**Records**.
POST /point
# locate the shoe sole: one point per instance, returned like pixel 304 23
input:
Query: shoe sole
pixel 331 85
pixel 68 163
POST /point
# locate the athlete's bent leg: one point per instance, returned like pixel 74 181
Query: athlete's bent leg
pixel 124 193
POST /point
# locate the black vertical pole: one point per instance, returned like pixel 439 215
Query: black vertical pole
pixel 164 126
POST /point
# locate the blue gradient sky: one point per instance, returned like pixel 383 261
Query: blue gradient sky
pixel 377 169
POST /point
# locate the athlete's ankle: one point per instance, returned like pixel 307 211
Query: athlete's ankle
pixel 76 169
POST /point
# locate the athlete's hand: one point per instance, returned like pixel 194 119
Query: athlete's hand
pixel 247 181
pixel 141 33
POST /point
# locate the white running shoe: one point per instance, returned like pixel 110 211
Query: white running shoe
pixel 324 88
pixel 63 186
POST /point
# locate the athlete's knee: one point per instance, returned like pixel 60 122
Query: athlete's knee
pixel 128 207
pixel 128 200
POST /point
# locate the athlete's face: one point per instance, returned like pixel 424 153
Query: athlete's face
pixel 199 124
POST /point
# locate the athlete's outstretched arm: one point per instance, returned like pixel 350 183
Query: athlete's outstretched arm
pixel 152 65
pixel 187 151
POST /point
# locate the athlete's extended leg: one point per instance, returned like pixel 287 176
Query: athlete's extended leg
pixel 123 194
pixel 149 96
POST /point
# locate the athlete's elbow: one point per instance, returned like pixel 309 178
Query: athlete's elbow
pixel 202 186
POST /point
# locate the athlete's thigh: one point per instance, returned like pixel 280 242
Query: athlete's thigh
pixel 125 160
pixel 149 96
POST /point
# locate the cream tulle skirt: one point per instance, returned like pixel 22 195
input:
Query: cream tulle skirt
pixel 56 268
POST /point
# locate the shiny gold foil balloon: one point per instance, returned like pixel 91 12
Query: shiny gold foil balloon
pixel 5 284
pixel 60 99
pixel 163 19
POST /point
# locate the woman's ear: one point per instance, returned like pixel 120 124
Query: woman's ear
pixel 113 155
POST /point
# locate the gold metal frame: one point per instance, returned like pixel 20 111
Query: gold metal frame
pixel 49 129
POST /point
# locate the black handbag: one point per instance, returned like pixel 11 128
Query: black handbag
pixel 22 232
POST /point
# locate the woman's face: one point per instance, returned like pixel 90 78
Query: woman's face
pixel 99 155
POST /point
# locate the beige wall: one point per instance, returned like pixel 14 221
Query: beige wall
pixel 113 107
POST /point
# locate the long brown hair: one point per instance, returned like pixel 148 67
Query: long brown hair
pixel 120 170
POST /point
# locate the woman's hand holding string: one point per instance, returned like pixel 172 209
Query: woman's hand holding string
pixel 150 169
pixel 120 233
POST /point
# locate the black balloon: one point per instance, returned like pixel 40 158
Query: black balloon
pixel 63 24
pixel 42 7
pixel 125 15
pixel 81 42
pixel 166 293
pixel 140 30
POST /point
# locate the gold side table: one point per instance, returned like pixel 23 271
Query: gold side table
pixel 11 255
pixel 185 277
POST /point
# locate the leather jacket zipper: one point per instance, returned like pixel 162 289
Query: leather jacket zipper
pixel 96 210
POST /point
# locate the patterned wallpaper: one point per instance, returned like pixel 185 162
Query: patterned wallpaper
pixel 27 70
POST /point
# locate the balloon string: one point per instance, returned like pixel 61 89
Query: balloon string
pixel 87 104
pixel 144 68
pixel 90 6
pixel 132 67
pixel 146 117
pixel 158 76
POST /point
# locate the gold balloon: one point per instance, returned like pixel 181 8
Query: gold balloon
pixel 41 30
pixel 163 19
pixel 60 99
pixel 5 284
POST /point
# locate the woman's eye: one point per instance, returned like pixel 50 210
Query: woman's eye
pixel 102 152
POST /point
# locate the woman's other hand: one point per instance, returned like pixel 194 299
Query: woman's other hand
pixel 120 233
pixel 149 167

**Exercise aim**. Copy out the listing above verbatim, from its first line through the line holding "pixel 141 33", both included.

**Exercise response**.
POST /point
# locate the shoe sole: one point per instance, returned like pixel 304 23
input:
Query: shoe sole
pixel 331 85
pixel 68 163
POST /point
# locate the athlete's bent leg: one point per instance, returned like pixel 74 181
Query: athlete's bent leg
pixel 124 193
POST /point
# locate the black vertical pole: one point per instance, returned like pixel 439 215
Query: black vertical pole
pixel 164 126
POST /point
# locate the blue gradient sky: one point per instance, returned like pixel 383 261
Query: blue gradient sky
pixel 377 169
POST /point
# locate the athlete's ankle: one point per instance, returned like pixel 307 211
Query: athlete's ankle
pixel 76 169
POST /point
# locate the athlete's hand: one point per instance, returned like pixel 194 119
Query: athlete's hand
pixel 247 181
pixel 141 33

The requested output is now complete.